Consegna ::
Nel testo sulla musicoterapia all'Orto Botanico, in quale mese e anno sono cominciati gli incontri all'aperto? Rispondi per favore in poche parole.
***** Blocco di testo
E l’uso degli strumenti e della musica aiuta questa attivazione. “I neuroni specchio – continua – si trovano in alcune strutture del cervello dove si regola l’attenzione ma anche la stimolazione delle emozioni e la memoria. Tutte le tecniche espressive funzionano molto bene”.
Per molti anni, Flora Inzerillo ha lavorato con i pazienti psichiatrici, poi dal 2008 è andata in geriatria al Policlinico di Palermo e lì ha iniziato a seguire il metodo della musicoterapia con gli anziani.
Prima della pandemia, le ‘lezioni’ si svolgevano in reparto – anche gruppi di 25/30 persone - poi quando a marzo 2020 è stato convertito in reparto Covid, Inzerillo ha deciso di trovare una soluzione alternativa per non interrompere questo percorso di cura non farmacologico.
“Me lo sono inventata di punto in bianco. Ho pensato allo spazio aperto dell’Orto Botanico e ho chiesto l’autorizzazione al mio primario, il professor Mario Barbagallo, e al direttore universitario dell’Orto Botanico, Paolo Inglese. E a giugno 2020 abbiamo iniziato”. Il nome è ‘Le radici che curano’ perché “l’elemento della natura, il contatto con gli alberi, serve a rigenerarsi”.
Anche i familiari vengono coinvolti perché questo metodo “aiuta la coppia a riconoscersi in un altro modo nella loro coniugalità”. Un supporto fondamentale, quindi, sia per i pazienti che per i caregiver. “I benefici obiettivi – sostiene la dottoressa che vanta anche una preparazione da musicista che sicuramente le è tornata utile – cambiano in base ai livelli della malattia. Nei casi più gravi aiuta a calmare l’agitazione psico-motoria, anche attraverso lo strumento musicale utilizzato; nei casi di gravità intermedia aiuta sul fronte dell’umore e aiuta a riconoscersi. Il proprio sé rallenta la sua sparizione”.
Che è purtroppo il fulcro di questa patologia. Anche i familiari ricevono benefici sull’umore perché si ritrovano in un gruppo e nella musica, con un po’ di leggerezza che aiuta perché “è fondamentale il gioco, la possibilità di alleggerirsi”.
“In questi anni sono passati centinaia di malati da questo percorso di musicoterapia – prosegue – ma naturalmente si tratta di un gruppo semi aperto” dove alcuni si aggravano o non ci sono più, e dove ne arrivano di nuovi. Ogni venerdì mattina, per 4 ore, una ventina – tra pazienti e caregiver - si ritrovano tra gli alberi secolari e le bellezze naturali dell’Orto Botanico palermitano e a dar man forte alla dottoressa Inzerillo c'è una squadra di giovani e sorridenti psicologi in formazione (il loro ruolo è l’Io ausiliare’).
**********
***** I dati
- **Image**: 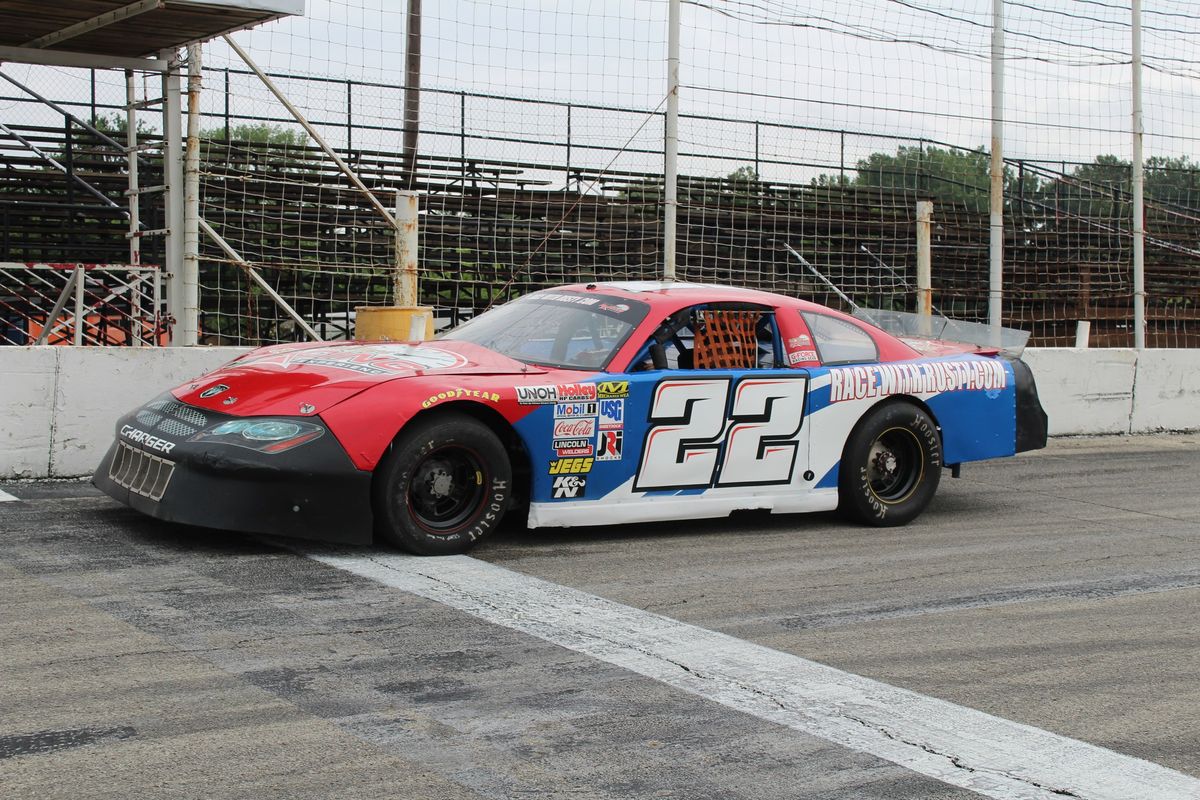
**********
Soluzione ::
A giugno 2020.